───── Page ─────

Monitoring Best Practices
The following monitoring processes are best practices for reviewing and troubleshooting potential issues with Cumulus Linux environments.
This document describes:
- Metrics that you can poll from Cumulus Linux and use in trend analysis
- Critical log messages that you can monitor for triggered alerts
Trend Analysis Using Metrics
A metric is a quantifiable measure that tracks and assesses the status of a specific infrastructure component. Examples of metrics include bytes on an interface, CPU utilization, and total number of routes.
Metrics are more valuable when you use them for trend analysis.
Generate Alerts with Triggered Logging
Cumulus Linux typically sends triggered issues to syslog
, but can send issues to another log file depending on the feature. rsyslog
handles all logging, including local and remote logging. Logs are the best method to use for generating alerts when the system transitions from a stable steady state.
Sending logs to a centralized collector, then creating alerts that you base on critical logs is an optimal solution.
Log Formatting
Most log files in Cumulus Linux use a standard presentation format. For example:
2017-03-08T06:26:43.569681+00:00 leaf01 sysmonitor: Critically high CPU use: 99%
- 2017-03-08T06:26:43.569681+00:00 is the timestamp.
- leaf01 is the hostname.
- sysmonitor is the process that is the source of the message.
- Critically high CPU use: 99% is the message.
For brevity and legibility, this section omits the timestamp and hostname from examples.
Hardware
NVUE provides commands to monitor various switch hardware elements.

─────

Stated exercise 1: According to the page on monitoring Cumulus Linux, what handles all logging?
The entries that follow have no connection to the text on monitoring.

───── Data to process ─────

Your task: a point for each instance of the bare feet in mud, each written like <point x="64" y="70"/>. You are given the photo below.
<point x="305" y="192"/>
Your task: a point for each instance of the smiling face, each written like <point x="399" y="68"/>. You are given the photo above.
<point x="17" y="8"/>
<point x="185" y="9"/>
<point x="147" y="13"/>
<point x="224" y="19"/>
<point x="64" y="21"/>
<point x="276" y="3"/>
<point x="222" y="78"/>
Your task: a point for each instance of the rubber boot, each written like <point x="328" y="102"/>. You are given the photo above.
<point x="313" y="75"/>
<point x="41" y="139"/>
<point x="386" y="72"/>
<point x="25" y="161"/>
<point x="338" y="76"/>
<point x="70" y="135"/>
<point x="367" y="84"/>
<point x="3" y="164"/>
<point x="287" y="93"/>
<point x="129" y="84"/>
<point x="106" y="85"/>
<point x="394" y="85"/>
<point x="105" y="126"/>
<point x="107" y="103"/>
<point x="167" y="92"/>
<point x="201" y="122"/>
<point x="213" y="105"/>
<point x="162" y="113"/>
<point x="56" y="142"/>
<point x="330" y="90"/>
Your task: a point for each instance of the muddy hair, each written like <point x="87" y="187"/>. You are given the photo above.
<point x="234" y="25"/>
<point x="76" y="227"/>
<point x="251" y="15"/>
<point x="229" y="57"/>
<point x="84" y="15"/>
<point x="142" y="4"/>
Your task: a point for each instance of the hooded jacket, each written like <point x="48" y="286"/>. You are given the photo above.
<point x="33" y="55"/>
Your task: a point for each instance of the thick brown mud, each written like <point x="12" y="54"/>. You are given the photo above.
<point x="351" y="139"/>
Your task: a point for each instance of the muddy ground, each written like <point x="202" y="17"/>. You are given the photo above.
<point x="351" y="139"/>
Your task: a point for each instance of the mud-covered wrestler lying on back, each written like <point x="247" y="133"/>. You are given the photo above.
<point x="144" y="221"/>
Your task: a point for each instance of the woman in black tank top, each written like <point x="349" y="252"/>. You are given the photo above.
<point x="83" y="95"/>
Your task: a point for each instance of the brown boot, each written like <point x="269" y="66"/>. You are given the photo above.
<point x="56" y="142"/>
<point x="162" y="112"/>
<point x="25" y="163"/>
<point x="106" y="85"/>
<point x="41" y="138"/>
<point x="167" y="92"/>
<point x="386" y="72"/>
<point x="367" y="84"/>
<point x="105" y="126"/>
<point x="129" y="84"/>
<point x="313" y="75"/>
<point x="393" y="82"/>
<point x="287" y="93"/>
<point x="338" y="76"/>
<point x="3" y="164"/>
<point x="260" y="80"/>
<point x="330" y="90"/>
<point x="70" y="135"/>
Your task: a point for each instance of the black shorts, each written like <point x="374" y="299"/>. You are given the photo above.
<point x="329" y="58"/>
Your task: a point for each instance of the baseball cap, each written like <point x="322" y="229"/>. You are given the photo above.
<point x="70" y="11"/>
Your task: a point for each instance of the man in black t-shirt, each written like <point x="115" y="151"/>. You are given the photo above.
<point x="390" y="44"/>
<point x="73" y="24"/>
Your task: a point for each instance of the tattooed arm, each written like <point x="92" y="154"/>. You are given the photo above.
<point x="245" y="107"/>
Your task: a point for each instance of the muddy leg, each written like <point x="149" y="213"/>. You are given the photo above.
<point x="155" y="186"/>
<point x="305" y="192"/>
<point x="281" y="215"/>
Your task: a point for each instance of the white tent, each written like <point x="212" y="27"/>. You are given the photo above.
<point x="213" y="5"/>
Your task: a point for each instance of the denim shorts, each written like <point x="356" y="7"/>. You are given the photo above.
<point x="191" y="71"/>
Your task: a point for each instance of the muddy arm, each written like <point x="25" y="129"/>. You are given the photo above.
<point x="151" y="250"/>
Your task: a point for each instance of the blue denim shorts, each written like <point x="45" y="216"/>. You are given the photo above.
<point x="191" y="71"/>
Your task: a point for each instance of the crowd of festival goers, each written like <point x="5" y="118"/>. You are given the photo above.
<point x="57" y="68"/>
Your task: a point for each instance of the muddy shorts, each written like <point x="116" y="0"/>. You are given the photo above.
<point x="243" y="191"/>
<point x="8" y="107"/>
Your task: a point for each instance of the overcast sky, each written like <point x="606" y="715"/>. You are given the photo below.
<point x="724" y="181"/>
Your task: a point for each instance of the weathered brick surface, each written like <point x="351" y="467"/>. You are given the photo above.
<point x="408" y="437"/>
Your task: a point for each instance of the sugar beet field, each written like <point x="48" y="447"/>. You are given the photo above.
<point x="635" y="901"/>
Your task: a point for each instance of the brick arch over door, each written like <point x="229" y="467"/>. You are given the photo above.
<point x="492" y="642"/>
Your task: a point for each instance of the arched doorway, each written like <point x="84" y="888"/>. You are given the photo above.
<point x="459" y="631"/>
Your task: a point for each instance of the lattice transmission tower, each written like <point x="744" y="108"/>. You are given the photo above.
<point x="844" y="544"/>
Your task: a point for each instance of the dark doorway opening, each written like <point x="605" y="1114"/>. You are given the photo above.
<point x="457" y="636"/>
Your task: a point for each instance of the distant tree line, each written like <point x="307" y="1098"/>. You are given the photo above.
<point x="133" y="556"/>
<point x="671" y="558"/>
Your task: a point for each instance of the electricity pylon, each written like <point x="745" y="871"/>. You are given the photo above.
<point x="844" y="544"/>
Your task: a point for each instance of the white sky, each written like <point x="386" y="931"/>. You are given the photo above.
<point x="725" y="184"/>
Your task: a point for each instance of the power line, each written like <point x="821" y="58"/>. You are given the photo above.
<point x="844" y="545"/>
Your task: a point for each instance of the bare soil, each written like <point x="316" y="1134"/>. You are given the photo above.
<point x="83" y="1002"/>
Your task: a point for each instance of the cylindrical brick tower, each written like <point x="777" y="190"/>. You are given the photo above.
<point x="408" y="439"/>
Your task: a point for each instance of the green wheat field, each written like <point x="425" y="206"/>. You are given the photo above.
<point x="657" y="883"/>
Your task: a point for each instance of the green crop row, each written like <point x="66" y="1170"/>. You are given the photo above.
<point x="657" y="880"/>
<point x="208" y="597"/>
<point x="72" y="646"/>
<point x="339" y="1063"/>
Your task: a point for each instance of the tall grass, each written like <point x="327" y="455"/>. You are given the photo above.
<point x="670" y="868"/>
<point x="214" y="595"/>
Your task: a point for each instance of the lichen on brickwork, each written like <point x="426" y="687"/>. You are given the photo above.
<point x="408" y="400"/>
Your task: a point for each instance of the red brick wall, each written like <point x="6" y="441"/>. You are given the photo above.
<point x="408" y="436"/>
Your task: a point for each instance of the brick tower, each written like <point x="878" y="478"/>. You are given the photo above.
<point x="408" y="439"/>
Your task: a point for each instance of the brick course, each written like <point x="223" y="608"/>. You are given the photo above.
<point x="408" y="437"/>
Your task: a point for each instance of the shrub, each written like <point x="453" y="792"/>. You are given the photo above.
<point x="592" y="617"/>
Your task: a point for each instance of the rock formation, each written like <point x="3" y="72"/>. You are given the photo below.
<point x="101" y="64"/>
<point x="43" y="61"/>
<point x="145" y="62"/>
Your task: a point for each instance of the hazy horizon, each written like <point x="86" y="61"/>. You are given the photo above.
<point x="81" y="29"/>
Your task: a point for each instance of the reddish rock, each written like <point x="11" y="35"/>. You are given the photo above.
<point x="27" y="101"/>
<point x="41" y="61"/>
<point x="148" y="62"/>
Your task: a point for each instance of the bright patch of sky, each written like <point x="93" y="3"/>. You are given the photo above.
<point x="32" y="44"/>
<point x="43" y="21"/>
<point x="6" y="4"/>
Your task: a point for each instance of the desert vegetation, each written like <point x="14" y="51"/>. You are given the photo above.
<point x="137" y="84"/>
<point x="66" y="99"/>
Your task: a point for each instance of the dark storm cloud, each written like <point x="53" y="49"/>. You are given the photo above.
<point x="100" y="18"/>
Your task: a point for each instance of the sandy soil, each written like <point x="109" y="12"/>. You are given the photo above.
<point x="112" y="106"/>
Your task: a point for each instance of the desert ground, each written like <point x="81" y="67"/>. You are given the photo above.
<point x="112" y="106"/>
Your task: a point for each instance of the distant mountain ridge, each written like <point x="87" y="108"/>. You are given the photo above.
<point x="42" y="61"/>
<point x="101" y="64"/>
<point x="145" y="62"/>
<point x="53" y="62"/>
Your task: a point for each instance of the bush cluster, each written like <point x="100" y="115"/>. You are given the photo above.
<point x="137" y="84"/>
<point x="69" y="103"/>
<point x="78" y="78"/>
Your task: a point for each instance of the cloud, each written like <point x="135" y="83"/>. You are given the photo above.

─────

Stated exercise 2: Identify each line of the entries that contains the word "tower", and copy those lines.

Complete response 1: rsyslog handles all logging, including local and remote logging.

Complete response 2:
Your task: a point for each instance of the lattice transmission tower, each written like <point x="744" y="108"/>. You are given the photo above.
Your task: a point for each instance of the cylindrical brick tower, each written like <point x="777" y="190"/>. You are given the photo above.
Your task: a point for each instance of the brick tower, each written like <point x="878" y="478"/>. You are given the photo above.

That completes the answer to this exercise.